■ Challenge
Would you retype, word for word, the line with "Target: horse leg" and every line after it through the end of the records below?

■ The input

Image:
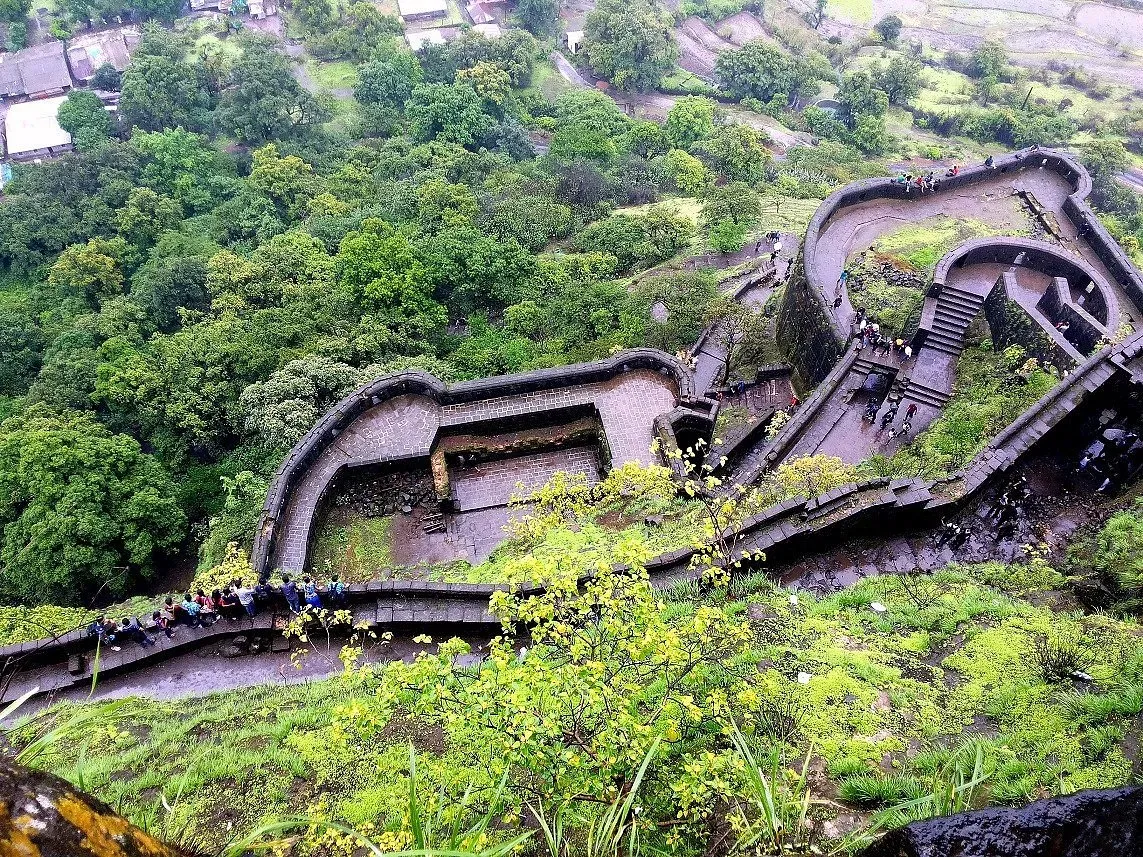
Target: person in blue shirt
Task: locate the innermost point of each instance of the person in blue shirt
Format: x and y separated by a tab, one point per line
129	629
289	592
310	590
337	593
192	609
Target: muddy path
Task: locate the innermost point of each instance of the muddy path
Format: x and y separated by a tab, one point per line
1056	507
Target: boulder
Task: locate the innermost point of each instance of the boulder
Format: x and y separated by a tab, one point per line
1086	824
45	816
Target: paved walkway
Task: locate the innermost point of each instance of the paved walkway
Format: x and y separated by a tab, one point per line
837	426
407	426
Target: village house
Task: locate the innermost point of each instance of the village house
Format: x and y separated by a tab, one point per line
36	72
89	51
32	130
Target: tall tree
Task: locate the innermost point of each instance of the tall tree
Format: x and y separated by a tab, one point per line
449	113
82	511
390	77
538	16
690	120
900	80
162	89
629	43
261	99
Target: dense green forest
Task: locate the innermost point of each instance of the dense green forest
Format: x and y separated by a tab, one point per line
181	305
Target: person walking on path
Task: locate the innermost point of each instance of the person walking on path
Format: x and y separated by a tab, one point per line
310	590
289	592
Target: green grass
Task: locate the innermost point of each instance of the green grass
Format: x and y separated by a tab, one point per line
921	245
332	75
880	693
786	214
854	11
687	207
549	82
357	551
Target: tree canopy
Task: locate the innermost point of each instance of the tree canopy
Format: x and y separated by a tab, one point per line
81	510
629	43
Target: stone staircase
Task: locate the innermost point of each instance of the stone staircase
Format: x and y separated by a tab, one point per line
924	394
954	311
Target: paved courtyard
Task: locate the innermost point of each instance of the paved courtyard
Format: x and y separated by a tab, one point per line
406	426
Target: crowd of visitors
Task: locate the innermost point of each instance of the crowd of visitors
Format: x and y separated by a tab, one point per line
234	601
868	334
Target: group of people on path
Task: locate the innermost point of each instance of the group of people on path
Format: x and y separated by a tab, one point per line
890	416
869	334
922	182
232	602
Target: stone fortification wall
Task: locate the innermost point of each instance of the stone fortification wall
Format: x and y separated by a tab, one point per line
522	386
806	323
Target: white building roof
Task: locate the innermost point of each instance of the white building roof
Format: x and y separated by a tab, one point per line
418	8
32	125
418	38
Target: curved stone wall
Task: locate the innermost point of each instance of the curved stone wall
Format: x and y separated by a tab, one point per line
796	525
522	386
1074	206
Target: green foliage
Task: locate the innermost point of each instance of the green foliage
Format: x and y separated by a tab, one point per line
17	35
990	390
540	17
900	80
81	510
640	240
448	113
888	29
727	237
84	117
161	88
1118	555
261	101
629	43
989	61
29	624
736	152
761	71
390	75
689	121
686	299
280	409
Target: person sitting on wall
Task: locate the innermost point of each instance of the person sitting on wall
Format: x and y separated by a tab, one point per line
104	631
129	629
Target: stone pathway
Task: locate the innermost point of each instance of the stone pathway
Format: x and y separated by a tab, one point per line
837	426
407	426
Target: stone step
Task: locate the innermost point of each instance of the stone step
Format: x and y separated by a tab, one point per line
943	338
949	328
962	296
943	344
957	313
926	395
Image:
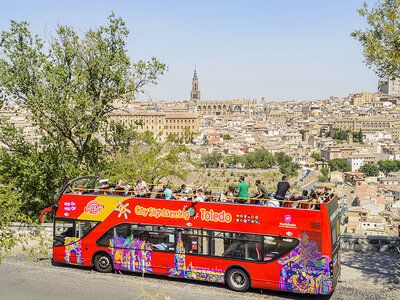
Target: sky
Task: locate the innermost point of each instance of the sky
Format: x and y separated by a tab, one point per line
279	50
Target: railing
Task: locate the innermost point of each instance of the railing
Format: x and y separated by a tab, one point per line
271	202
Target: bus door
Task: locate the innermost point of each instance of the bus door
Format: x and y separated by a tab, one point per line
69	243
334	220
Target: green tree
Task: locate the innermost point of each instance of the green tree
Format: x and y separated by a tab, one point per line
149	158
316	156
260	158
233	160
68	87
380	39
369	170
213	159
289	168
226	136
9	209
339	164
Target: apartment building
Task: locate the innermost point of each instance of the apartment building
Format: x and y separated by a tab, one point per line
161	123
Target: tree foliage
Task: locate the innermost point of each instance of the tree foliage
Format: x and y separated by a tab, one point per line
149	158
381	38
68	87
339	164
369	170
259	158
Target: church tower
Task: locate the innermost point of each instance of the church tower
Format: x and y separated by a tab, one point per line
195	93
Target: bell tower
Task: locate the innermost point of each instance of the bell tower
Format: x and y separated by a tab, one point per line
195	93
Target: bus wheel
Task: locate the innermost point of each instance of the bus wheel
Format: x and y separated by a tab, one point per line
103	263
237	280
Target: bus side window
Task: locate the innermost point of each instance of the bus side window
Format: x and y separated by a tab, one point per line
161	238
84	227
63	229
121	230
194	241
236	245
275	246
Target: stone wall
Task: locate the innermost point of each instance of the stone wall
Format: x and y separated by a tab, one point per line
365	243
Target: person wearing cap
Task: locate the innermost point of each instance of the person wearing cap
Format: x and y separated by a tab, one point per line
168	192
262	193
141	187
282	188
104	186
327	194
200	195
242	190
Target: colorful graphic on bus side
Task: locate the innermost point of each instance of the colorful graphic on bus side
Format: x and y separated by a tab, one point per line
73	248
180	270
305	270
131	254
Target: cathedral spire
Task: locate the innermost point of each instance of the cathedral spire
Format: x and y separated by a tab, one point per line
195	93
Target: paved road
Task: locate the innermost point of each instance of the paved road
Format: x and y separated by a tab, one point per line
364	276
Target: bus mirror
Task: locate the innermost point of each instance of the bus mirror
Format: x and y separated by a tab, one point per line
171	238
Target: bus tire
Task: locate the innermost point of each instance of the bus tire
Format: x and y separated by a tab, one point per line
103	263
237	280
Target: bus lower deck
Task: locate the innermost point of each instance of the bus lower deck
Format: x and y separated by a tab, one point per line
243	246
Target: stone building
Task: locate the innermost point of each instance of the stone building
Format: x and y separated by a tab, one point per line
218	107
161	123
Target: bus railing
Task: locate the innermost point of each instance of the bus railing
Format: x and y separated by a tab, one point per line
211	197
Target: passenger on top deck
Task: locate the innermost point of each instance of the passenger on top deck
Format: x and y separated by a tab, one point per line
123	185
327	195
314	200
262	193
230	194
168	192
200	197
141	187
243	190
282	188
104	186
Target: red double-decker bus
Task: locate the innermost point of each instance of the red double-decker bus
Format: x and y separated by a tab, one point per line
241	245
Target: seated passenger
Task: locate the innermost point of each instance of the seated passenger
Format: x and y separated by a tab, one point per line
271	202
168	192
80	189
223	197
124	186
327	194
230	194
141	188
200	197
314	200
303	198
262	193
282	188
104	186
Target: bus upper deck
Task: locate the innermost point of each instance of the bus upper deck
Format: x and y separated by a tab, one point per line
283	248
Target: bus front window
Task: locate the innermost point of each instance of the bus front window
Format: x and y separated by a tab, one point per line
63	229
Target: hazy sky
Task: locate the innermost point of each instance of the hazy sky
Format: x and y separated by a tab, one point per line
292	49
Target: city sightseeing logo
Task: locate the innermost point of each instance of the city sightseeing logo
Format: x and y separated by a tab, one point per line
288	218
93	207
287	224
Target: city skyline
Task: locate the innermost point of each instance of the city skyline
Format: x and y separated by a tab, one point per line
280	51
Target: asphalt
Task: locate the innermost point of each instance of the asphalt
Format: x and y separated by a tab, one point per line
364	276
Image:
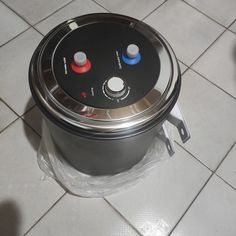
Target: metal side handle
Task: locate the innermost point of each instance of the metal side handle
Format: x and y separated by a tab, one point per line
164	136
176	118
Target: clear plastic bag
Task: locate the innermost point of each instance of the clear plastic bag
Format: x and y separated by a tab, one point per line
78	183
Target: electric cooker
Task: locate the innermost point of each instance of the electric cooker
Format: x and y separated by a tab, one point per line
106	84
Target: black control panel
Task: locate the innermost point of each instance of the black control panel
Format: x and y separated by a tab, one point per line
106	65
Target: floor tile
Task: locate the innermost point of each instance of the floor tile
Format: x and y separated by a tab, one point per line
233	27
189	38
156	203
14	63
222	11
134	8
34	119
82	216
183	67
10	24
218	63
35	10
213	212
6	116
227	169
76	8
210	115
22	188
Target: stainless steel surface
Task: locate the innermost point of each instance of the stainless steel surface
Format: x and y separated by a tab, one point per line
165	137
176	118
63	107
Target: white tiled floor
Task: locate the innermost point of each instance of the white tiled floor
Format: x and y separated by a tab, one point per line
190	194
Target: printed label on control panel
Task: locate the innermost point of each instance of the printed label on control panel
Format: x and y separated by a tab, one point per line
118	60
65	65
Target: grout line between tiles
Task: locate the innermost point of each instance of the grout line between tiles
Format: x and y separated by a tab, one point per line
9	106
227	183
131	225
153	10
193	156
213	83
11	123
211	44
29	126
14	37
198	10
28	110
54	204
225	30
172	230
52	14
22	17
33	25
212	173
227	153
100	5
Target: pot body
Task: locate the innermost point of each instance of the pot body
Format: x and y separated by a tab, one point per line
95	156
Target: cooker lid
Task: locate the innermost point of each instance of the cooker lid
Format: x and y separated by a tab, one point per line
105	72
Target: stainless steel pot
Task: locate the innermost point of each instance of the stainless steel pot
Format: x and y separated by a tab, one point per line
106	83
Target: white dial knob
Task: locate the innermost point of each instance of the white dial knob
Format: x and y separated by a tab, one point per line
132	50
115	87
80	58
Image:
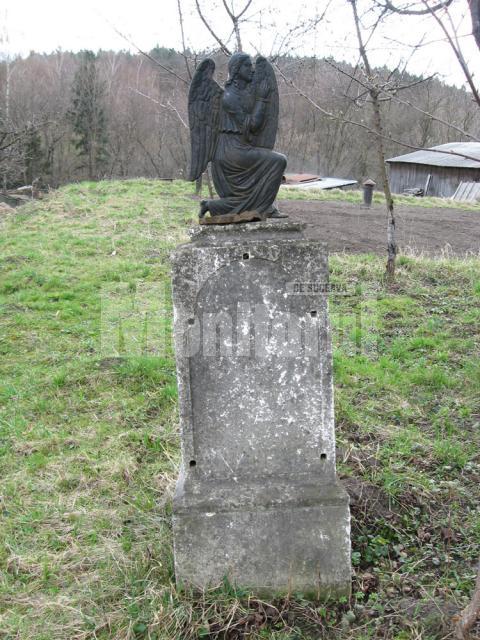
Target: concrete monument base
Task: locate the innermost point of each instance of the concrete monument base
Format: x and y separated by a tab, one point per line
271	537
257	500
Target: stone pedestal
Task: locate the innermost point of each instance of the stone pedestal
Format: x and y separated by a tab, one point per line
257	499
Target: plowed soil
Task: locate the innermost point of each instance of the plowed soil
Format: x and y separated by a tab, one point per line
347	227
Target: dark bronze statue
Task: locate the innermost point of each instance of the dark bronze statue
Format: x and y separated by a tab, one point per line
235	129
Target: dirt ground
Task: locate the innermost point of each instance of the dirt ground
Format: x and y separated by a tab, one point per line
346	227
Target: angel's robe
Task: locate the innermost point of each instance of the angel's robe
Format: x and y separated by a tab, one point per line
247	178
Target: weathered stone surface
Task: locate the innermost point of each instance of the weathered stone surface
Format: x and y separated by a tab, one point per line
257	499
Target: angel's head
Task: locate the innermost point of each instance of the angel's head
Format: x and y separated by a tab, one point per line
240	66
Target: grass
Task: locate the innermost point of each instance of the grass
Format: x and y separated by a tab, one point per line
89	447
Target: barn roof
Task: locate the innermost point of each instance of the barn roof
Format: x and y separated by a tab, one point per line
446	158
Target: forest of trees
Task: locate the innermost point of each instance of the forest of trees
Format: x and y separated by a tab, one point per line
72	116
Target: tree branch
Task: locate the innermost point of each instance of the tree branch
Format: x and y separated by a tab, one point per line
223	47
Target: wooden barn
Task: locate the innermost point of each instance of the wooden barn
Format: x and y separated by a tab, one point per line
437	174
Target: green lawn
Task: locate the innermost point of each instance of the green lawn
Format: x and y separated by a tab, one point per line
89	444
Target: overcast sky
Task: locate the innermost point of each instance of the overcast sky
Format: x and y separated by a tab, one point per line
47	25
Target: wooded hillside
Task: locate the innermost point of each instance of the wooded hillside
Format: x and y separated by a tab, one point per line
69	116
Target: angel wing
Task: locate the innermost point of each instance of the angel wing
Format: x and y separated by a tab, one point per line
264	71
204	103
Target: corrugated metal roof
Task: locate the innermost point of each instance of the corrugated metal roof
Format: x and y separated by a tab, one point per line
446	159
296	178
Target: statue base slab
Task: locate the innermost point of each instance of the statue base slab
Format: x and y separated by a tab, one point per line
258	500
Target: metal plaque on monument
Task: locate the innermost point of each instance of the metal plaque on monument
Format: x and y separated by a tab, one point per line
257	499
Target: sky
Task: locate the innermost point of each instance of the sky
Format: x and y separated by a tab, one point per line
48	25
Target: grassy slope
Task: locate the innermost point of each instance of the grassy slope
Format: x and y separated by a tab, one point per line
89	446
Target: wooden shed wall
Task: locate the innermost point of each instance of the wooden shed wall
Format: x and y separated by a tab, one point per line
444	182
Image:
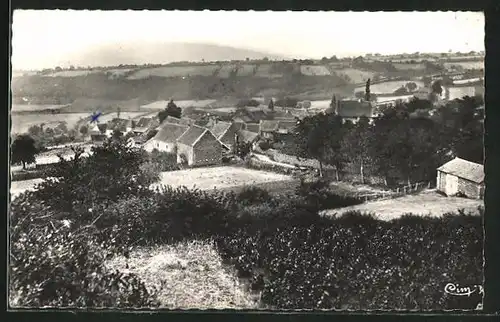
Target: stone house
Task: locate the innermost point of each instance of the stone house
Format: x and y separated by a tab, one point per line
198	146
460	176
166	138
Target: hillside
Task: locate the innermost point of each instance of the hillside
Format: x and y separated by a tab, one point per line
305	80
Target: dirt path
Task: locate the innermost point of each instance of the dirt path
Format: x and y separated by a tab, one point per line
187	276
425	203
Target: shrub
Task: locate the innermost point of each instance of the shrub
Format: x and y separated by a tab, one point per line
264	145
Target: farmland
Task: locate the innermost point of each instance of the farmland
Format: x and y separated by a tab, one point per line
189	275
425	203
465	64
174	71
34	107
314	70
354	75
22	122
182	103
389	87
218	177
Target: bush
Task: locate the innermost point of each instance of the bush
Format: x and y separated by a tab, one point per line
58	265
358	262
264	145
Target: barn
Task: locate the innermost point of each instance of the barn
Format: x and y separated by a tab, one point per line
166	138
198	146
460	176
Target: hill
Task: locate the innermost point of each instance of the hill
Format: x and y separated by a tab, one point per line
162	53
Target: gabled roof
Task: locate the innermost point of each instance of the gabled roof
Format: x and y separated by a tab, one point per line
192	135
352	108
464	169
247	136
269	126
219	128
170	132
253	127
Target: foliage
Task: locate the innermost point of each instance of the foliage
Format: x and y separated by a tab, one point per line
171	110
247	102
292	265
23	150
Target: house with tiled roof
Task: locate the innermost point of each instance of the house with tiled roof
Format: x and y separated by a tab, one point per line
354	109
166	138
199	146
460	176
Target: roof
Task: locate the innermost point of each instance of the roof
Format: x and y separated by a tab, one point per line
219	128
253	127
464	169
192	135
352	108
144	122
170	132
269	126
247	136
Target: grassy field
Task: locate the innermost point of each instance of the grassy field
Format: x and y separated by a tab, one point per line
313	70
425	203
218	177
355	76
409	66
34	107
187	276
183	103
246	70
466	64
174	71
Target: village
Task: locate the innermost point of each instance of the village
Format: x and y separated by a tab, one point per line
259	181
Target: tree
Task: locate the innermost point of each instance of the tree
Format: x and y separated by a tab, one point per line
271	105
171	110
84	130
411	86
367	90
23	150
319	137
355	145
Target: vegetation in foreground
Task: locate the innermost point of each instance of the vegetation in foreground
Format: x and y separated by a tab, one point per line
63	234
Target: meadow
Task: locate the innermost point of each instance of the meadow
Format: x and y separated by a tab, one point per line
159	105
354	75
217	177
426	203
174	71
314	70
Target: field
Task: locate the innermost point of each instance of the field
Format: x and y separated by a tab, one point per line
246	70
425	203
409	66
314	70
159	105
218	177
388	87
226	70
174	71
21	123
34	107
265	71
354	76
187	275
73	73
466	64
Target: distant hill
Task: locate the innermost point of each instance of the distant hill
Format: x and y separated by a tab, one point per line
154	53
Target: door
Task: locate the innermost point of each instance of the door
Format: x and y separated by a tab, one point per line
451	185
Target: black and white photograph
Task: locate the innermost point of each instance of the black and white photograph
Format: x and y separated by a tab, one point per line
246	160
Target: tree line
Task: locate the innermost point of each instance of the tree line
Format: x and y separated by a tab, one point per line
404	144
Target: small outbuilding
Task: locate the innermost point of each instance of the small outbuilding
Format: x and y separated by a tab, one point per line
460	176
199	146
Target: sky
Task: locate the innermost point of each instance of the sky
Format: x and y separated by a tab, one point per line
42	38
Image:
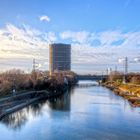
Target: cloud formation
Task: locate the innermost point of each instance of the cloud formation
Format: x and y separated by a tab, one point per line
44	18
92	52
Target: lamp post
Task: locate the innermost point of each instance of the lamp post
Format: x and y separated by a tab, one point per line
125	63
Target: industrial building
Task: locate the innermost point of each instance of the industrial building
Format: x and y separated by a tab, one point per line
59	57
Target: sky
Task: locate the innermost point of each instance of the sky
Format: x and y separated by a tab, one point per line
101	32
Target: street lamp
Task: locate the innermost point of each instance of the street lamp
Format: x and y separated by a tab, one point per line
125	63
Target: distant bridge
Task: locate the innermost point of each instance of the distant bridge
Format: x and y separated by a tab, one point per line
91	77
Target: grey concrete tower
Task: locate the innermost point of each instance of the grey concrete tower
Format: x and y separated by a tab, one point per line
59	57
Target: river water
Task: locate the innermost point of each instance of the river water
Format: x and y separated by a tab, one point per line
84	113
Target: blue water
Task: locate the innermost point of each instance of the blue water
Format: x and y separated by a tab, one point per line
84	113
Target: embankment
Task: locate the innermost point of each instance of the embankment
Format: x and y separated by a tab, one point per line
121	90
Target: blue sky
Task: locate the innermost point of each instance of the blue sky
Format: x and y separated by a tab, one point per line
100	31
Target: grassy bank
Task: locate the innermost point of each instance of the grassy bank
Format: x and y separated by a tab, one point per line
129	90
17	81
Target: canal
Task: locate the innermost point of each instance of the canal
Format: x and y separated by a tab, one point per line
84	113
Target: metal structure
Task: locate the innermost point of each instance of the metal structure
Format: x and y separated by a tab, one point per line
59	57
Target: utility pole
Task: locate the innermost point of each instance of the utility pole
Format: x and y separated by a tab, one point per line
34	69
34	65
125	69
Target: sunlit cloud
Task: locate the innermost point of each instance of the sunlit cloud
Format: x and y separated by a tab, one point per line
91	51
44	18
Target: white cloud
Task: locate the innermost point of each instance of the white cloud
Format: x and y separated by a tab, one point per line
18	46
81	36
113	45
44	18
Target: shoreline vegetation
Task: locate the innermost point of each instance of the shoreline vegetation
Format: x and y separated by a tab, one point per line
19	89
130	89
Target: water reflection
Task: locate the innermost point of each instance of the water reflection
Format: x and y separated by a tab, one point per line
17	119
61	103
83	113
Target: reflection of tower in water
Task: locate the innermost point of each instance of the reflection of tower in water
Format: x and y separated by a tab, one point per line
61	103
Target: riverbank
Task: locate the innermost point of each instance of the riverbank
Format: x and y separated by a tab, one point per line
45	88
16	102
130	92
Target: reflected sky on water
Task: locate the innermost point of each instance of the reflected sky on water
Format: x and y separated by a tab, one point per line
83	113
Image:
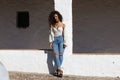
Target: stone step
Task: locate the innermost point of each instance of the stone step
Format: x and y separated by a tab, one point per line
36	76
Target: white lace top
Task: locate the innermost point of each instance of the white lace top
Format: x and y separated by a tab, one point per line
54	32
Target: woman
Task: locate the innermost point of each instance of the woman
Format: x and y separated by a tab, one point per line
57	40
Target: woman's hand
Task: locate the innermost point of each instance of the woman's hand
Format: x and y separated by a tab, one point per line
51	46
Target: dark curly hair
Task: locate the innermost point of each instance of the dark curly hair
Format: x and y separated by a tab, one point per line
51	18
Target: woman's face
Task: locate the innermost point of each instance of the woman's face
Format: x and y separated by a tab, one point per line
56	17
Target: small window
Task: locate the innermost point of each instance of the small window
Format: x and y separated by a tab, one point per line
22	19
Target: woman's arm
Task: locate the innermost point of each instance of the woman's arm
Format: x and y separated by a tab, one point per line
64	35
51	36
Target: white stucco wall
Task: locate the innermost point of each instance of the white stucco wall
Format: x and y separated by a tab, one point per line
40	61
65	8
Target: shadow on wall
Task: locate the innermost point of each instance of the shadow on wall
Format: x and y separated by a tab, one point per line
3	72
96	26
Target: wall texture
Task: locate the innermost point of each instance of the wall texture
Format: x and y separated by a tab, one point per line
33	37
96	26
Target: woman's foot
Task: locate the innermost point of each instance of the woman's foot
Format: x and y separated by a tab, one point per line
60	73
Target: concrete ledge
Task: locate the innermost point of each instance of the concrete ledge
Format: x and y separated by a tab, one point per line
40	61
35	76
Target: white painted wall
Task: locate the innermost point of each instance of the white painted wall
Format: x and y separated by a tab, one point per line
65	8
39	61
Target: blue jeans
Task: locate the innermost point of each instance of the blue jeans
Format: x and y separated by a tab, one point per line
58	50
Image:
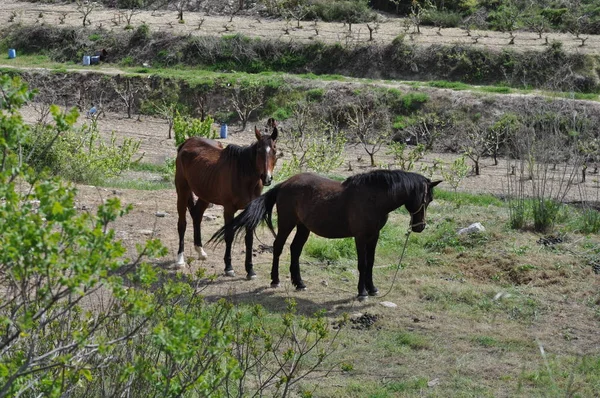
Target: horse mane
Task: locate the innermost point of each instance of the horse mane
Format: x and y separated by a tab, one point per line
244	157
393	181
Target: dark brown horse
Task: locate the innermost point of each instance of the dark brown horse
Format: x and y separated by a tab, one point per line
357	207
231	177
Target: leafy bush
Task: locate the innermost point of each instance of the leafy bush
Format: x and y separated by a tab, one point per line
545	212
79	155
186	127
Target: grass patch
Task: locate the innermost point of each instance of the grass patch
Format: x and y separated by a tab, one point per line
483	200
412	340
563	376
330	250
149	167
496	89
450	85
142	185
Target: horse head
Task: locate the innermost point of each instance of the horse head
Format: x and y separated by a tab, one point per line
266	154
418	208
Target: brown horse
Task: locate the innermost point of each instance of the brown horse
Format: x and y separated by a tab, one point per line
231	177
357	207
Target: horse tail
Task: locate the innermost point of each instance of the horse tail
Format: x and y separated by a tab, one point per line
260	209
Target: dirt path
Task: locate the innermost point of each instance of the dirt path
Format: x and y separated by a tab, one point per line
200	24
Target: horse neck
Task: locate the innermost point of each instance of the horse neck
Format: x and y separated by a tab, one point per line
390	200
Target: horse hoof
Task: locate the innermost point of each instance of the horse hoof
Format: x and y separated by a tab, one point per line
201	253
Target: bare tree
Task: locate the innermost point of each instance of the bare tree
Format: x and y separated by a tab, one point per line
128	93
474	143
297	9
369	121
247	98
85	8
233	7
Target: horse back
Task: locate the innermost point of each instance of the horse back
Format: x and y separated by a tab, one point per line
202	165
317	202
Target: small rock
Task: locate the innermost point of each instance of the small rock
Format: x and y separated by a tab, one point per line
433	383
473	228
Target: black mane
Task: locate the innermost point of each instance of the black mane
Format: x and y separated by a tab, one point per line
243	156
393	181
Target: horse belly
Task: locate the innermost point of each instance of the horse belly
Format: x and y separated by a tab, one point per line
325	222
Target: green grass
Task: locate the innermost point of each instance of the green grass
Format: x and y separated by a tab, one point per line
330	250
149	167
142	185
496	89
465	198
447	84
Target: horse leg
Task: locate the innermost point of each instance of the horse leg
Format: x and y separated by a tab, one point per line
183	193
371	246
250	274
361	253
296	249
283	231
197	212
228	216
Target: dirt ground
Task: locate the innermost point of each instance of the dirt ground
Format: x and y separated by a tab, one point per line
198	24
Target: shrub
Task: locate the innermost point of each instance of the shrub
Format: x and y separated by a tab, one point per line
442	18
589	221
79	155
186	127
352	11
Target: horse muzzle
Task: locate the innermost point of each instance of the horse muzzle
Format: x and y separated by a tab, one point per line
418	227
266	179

■ Answer to this problem
Target: horse leg
Task: locate the innermost point of each instance of the horse leg
Format: x and y separated by a tab, one point per line
183	193
371	246
250	274
361	253
296	249
283	231
197	212
228	216
Target: dirt ground
Task: locate the innermost point of each instance of the dirt ground
Format: x and y separated by a tab, one point per line
198	24
Target: shrub
Task: locate the innermost point of each instance of the shrub
Format: x and y separated by a tab, one point per line
442	18
589	221
79	155
186	127
352	11
Target: horse muzzle
Task: locate the innermost point of each instance of the horse muzzle
Format: x and y separated by a tab, one point per line
418	227
266	179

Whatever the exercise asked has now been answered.